> [Your goal]
Reproduce the stretch from the start of the rows through the line containing "negative clicks: (202, 370)", replacing "clicks" with "points" and leaving everything else unchanged. Omit the pictures from your answer.

> [Supplied material]
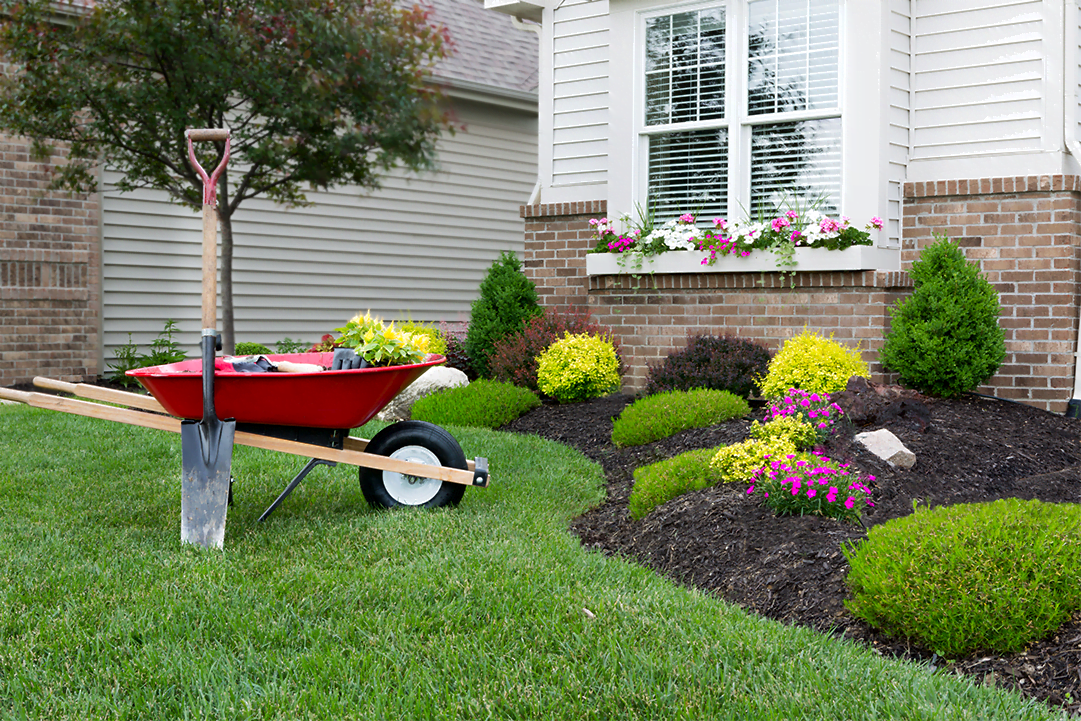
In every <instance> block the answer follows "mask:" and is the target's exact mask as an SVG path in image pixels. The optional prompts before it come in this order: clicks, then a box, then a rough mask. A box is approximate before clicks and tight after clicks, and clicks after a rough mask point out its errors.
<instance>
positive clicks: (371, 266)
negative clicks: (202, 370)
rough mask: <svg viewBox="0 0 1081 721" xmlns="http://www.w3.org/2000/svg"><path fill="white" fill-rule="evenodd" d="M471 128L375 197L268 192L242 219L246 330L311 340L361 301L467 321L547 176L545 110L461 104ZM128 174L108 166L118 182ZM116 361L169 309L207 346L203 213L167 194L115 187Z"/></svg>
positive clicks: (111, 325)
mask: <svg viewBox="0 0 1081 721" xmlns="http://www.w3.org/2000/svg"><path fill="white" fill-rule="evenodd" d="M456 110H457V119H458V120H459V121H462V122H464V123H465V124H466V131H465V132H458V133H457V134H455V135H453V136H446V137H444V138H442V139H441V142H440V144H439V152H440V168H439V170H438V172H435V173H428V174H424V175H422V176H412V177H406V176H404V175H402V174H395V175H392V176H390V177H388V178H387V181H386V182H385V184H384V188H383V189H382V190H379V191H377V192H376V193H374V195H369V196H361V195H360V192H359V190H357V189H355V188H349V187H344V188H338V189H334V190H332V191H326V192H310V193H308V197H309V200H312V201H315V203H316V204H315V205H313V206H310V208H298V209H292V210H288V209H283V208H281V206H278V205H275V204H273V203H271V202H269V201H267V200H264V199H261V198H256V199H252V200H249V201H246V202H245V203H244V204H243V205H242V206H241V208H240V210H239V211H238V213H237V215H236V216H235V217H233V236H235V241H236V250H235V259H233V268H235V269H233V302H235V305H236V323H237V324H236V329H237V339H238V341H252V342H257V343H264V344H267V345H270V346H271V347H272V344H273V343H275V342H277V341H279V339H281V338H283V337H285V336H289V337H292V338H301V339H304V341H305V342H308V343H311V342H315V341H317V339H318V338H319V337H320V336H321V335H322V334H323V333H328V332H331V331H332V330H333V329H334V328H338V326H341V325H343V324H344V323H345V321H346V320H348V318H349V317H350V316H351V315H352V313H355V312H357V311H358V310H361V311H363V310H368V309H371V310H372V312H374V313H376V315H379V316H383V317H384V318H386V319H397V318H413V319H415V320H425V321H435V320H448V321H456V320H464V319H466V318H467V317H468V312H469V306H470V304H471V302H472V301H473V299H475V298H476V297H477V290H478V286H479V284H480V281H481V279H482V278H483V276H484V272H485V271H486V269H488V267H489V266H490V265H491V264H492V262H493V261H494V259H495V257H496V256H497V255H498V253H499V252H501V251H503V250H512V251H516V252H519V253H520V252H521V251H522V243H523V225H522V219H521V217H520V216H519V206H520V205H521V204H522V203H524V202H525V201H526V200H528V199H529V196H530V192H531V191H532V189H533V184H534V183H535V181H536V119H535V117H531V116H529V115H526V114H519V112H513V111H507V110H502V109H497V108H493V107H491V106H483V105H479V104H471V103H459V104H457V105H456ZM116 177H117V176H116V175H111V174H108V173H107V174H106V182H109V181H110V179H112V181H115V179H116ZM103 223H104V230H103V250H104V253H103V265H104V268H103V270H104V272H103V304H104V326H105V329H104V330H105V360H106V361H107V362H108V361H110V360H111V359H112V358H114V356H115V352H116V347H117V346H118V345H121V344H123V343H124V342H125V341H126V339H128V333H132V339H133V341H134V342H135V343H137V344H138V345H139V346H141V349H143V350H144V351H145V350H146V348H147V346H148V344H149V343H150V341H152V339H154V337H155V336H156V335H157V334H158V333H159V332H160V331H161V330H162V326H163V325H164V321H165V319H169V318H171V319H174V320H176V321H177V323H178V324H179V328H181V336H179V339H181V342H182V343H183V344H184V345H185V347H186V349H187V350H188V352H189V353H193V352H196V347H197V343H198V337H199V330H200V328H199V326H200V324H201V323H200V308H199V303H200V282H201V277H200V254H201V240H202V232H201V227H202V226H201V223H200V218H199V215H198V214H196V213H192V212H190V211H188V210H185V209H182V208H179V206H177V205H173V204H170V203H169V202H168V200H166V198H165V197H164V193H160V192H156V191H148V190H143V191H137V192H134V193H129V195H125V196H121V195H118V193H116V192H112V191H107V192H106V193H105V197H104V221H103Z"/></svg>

> [Result for this exercise]
In every <instance> block the answer follows "mask:" and is the target's exact mask as an SVG path in image pixels. The optional prompts before it come in this order: points, then a box, then a rough mask. A box is approximate before points and tight after points, and points after a rough mask point out its errors.
<instance>
positive points: (371, 266)
negative points: (202, 370)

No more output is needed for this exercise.